» Problem set:
A. Check three statements against the comments about door-to-door callers below: (i) one commenter's mother gave the Jehovah's Witnesses Catholic literature in return for their handouts; (ii) a "No Solicitors" sign keeps salespeople away; (iii) the original Dracula with Bela Lugosi had garlic blossoms. For each, answer yes or no and quote the words of the comments that settle it.
B. Put this sentence from the comments about door-to-door callers into Spanish: "It tells them the resident can’t say no personally."
C. Carry on the comments about door-to-door callers from where they stop.

» Source excerpt:
------------------------------------------------------------

Huh, if I’d known it was that easy to get rid of these proselytizers…
My mom used to make us hide when we saw them coming down the street
My mother (rest her soul) used to keep a supply of Catholic literature near the front door, so when the JW’s came calling with the Watchtower she would take their handouts and give them hers. Took a while, but eventually they crossed our house off the list.
Remembering all those classic scenes of vampires slowly turning away, shoulders slumped in dejected resignation.
People I don’t want to talk to don’t knock on my door, but I would get a pentacle doormat.
“No Solicitors” actually attracts salespeople like flies to dung. It tells them the resident can’t say no personally.
Garlic blossoms, actually, not garlic. I am still waiting for a movie to address this. The original Dracula with Bela Lugosi had the blossoms. I want to see a vampire show up, sniff deeply and go, “MMMmmm… Are ve haffing Italian tonight? Yum yum!”
My dad lives on a corner and has been hit with all manner of sales people and those promoting their version of an invisible sky man.
Usually he’s just hidden or cranked up the tv, but for a while when I was a kid, he had a friend who was big into motorcycle culture. If said friend was over, my dad was more than happy to let the guy wearing a ton of leather with a Budweiser in each hand (it was the early 80s) answer the door. That usually worked.
Ironically, this is now the demographic that’s most likely answer.
I was home from work one day about a decade ago, flu and feeling miserable, all drugged up and sleeping in when there was a knock on the door. I open it, and there’s a guy with a roll of paper towels and a psychotic smile on his face. “Jesus,” he said, bradishing the roll, “Can wipe away sins!”
I was not in a good, forgiving mood, and grew up Christian, so I grabbed his roll of paper towels (they were in my face), quoted Matthew 6:29 “And when you pray, do not be like the hypocrites, for they love to pray standing in the synagogues and on the street corners to be seen by men,” and closed the door. I heard him yell “Hey, give me back my paper towels!”

------------------------------------------------------------

» Dataset extract:
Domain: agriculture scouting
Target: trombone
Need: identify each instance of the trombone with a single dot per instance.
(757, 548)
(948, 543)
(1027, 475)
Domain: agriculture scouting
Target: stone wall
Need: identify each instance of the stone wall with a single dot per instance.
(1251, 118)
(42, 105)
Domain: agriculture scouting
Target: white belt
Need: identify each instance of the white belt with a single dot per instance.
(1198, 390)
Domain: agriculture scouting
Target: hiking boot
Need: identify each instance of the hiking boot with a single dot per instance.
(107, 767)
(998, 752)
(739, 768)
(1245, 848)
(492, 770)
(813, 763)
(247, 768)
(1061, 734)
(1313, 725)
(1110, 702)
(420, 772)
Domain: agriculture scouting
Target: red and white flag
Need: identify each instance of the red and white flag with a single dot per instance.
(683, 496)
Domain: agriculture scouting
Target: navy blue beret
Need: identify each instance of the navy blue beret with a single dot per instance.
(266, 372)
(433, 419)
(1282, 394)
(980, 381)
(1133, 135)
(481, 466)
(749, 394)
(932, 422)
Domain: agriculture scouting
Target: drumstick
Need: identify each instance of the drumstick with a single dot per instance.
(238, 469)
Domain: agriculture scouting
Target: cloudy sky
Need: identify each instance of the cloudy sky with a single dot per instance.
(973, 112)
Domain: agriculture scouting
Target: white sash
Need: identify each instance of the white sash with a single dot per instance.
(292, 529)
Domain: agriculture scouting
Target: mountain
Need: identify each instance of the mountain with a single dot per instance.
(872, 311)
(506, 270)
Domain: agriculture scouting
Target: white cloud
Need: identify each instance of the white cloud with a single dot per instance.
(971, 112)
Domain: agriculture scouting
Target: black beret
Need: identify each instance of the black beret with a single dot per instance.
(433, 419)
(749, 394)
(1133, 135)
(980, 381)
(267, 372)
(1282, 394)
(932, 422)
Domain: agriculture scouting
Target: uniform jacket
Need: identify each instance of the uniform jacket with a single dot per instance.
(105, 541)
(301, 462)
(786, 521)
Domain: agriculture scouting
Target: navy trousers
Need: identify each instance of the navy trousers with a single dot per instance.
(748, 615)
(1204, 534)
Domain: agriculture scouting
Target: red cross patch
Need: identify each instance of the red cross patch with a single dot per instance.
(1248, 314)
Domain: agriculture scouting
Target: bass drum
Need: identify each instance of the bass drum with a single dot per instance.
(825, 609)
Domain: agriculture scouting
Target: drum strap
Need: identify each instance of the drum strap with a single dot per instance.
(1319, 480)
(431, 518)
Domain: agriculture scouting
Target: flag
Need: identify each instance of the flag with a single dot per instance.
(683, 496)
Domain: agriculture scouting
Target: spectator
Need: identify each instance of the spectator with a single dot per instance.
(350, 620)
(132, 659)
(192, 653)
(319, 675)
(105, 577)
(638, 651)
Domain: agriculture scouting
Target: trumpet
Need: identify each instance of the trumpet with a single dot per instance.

------------------------------------------------------------

» Replies:
A.
(i) Yes: "she would take their handouts and give them hers."
(ii) No: "“No Solicitors” actually attracts salespeople like flies to dung."
(iii) Yes: "The original Dracula with Bela Lugosi had the blossoms."

B. Les indica que el residente no puede decir que no personalmente.

C.
My reply of “You just woke up a sick man, made him get up and go to the door, and tried to proselytize at him. You are not acting like a Christian, and I’m taking your towels to make sure you understand this. Go away.” had the desired effect.
I don’t think I was entirely rational or, indeed, in the right on this matter, but they were good paper towels, and introduced me to the concept that there were now paper towels that came in half sheets, so I guess some good came from it.
Well a few ideas occur, in response to that fascinating video.
One is that they didn’t want to be embarrassed by the famous Mormon Underwear…
The second was the recollection of [The Manacled Mormon]. Maybe that wasn’t so widely reported in the USA. (Manacled Mormon case - Wikipedia).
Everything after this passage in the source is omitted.